Do this
Put the records below into a Markdown table with a "Row" column for the row number and a "Text" column for the line, leaving out blank lines and the pictures.

====== Listed entries ======

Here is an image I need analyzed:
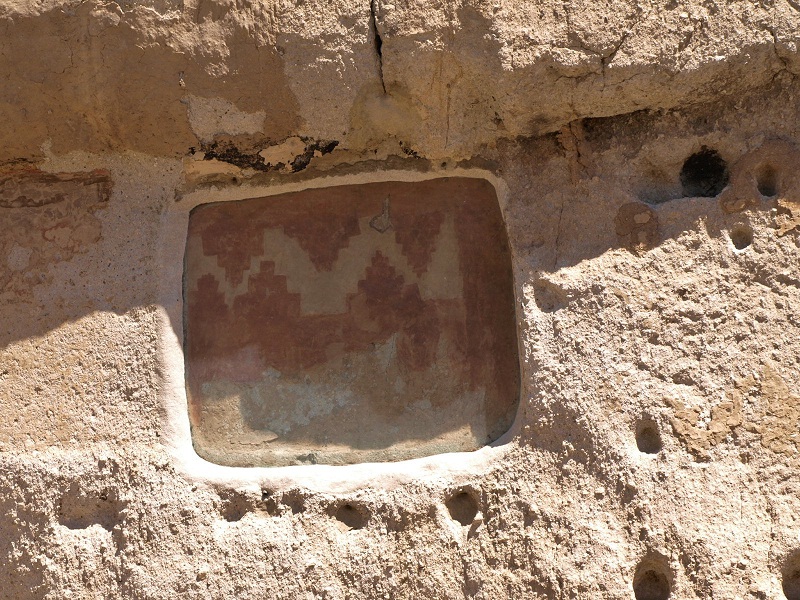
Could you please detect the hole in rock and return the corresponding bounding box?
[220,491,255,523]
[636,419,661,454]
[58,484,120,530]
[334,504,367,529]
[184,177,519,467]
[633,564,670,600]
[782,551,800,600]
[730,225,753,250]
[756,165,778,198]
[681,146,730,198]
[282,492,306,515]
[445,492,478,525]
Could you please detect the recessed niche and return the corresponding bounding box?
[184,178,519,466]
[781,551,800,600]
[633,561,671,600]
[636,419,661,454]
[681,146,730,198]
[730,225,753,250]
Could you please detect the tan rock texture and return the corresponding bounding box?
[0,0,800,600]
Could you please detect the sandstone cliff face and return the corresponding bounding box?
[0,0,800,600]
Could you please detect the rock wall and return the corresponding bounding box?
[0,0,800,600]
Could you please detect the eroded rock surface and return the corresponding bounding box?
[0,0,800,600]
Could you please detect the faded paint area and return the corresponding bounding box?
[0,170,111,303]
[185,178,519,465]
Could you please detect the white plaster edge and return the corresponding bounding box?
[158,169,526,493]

======

Solution to this problem
| Row | Text |
|---|---|
| 1 | Here is an image I need analyzed: |
| 2 | Could you please detect the hole in rock and return the corresponding bounding box? |
| 3 | [220,491,255,523] |
| 4 | [636,419,661,454] |
| 5 | [58,484,120,530] |
| 6 | [334,504,367,529] |
| 7 | [184,177,519,467] |
| 8 | [633,564,670,600] |
| 9 | [782,551,800,600] |
| 10 | [730,225,753,250] |
| 11 | [756,165,778,198] |
| 12 | [681,146,730,198] |
| 13 | [282,492,306,515] |
| 14 | [445,492,478,525] |
| 15 | Could you please detect the recessed niche and return the corresponding bounding box? |
| 16 | [184,178,519,466] |
| 17 | [781,551,800,600] |
| 18 | [633,561,671,600] |
| 19 | [636,419,661,454] |
| 20 | [681,146,730,198] |
| 21 | [730,225,753,250] |
| 22 | Could you please detect the tan rock texture and return the corresponding bounding box? |
| 23 | [0,0,800,600] |
| 24 | Could you please detect the sandstone cliff face and return the corresponding bounding box? |
| 25 | [0,0,800,600] |
| 26 | Could you please detect the rock wall and return the corresponding bounding box? |
| 27 | [0,0,800,600] |
| 28 | Could you please detect the eroded rock surface and return the corresponding bounding box? |
| 29 | [0,0,800,600] |
| 30 | Could you please detect the faded paint area and return the corresponding bounding box? |
| 31 | [0,170,111,303] |
| 32 | [185,178,519,465] |
| 33 | Could you please detect the white plaster edge and return the corresponding bounding box? |
| 34 | [158,169,526,493] |